* [Stated problem]:
Copy out all the rows below, substituting "photo" for every occurrence of "screenshot" and leaving all other text unchanged.

○ ○ ○ ○

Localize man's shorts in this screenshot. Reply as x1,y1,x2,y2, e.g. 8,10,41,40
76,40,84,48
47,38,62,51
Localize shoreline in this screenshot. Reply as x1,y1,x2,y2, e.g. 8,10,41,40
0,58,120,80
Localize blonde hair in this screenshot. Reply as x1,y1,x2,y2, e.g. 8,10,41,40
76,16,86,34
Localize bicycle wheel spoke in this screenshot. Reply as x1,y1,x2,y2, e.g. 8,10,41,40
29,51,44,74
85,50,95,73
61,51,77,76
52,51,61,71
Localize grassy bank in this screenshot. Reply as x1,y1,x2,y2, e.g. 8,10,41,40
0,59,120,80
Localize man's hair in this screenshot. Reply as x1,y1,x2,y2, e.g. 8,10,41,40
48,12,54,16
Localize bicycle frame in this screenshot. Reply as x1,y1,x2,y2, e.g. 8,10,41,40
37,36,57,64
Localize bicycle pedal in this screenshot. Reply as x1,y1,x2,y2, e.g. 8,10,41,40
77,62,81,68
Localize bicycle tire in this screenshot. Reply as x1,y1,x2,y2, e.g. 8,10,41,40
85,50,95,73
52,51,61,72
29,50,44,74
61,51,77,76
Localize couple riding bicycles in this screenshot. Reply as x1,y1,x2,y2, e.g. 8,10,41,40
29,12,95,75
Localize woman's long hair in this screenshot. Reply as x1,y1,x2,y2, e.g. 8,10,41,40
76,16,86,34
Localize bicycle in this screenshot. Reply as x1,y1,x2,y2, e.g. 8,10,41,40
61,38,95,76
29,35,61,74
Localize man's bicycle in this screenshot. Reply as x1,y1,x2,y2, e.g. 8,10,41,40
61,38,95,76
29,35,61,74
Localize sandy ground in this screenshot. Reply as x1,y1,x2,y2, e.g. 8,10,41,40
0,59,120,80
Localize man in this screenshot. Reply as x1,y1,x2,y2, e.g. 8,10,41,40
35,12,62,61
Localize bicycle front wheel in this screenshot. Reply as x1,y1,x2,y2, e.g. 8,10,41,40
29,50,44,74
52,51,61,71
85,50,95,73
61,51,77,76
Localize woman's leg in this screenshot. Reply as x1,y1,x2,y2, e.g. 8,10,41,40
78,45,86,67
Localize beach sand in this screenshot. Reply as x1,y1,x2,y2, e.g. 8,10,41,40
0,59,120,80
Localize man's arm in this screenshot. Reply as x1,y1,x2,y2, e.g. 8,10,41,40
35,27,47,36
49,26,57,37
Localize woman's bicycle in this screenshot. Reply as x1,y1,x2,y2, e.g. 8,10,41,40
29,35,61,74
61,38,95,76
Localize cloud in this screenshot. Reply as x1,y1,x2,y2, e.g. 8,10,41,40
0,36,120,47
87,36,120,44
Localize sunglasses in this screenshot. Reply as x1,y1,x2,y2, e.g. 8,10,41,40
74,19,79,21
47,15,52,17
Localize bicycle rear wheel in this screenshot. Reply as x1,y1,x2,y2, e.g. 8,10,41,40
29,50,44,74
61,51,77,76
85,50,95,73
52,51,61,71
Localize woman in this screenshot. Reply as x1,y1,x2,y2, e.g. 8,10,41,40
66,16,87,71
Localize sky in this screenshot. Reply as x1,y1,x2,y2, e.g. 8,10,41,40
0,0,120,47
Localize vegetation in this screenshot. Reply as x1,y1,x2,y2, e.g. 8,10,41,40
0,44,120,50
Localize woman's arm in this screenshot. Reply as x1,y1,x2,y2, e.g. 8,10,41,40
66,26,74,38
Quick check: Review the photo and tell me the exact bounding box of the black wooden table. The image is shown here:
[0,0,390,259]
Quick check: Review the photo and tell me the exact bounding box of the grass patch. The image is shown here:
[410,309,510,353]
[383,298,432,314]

○ ○ ○ ○

* [Problem solution]:
Localize man's shorts in this photo. Reply as x1,y1,x2,y2, e.g. 8,10,41,40
76,40,84,48
47,38,62,51
Localize shoreline in this photo. Reply as x1,y1,x2,y2, e.g. 8,10,41,40
0,58,120,80
Localize blonde hair in this photo. Reply as x1,y1,x2,y2, e.g. 8,10,41,40
76,16,86,34
Localize bicycle wheel spoke in this photo. Reply as x1,y1,x2,y2, e.g. 8,10,41,40
29,51,44,74
85,50,95,73
61,51,77,76
52,51,61,71
Localize grassy bank in this photo. Reply as x1,y1,x2,y2, e.g. 8,10,41,40
0,59,120,80
Localize man's hair in this photo. Reply as x1,y1,x2,y2, e.g. 8,10,41,40
48,12,54,16
Localize bicycle frame in this photo. Reply as x1,y1,x2,y2, e.g. 8,10,41,40
37,36,57,64
Localize bicycle pedal in this photo. Reply as x1,y1,x2,y2, e.g. 8,10,41,40
77,62,81,68
Localize bicycle tire in this photo. Reply as x1,y1,x2,y2, e.g. 8,10,41,40
85,50,95,73
52,51,61,72
29,50,44,74
61,51,77,76
Localize couple riding bicycles in this photo. Reply as x1,y1,x2,y2, e.g. 8,10,41,40
29,12,95,75
Localize woman's long hair in this photo. Reply as x1,y1,x2,y2, e.g. 8,10,41,40
76,16,86,34
Localize bicycle in this photo. Reply as x1,y1,x2,y2, e.g. 8,10,41,40
61,38,95,76
29,35,61,74
Localize man's bicycle in this photo. Reply as x1,y1,x2,y2, e.g. 8,10,41,40
61,38,95,76
29,35,61,74
Localize sandy ground in this photo. Reply as x1,y1,x2,y2, e.g. 8,10,41,40
0,59,120,80
Localize man in this photo. Reply as x1,y1,x2,y2, e.g. 8,10,41,40
35,12,62,61
Localize bicycle front wheel in this photo. Reply as x1,y1,x2,y2, e.g. 8,10,41,40
29,50,44,74
52,51,61,71
85,50,95,73
61,51,77,76
Localize woman's leg in this photo. Reply as x1,y1,x2,y2, e.g. 8,10,41,40
78,45,86,67
Localize beach sand in this photo. Reply as x1,y1,x2,y2, e.g. 8,10,41,40
0,59,120,80
Localize man's arm in this photo. Reply as x1,y1,x2,y2, e.g. 8,10,41,40
35,27,47,36
49,26,57,37
Localize woman's bicycle in this photo. Reply as x1,y1,x2,y2, e.g. 8,10,41,40
29,35,61,74
61,38,95,76
Localize cloud in this photo. Reply as x1,y1,x2,y2, e.g. 8,10,41,40
0,36,120,47
87,36,120,44
Localize sunglasses in this photo. Reply as x1,y1,x2,y2, e.g. 8,10,41,40
74,19,79,21
47,15,52,17
Localize bicycle rear wheel in this photo. Reply as x1,y1,x2,y2, e.g. 8,10,41,40
29,50,44,74
61,51,77,76
85,50,95,73
52,51,61,71
Localize woman in this photo. Reply as x1,y1,x2,y2, e.g. 8,10,41,40
66,16,87,71
Localize sky in this photo. Reply as x1,y1,x2,y2, e.g. 8,10,41,40
0,0,120,47
Localize vegetation in this photo. Reply as x1,y1,x2,y2, e.g. 8,10,41,40
0,44,120,50
Localize woman's arm in this photo. Reply as x1,y1,x2,y2, e.g. 8,10,41,40
66,26,74,38
Quick check: Review the photo and tell me the exact bounding box of the black wooden table. The image is shown here:
[0,0,390,259]
Quick check: Review the photo and tell me the exact bounding box of the grass patch. The image is shown here:
[410,309,510,353]
[383,298,432,314]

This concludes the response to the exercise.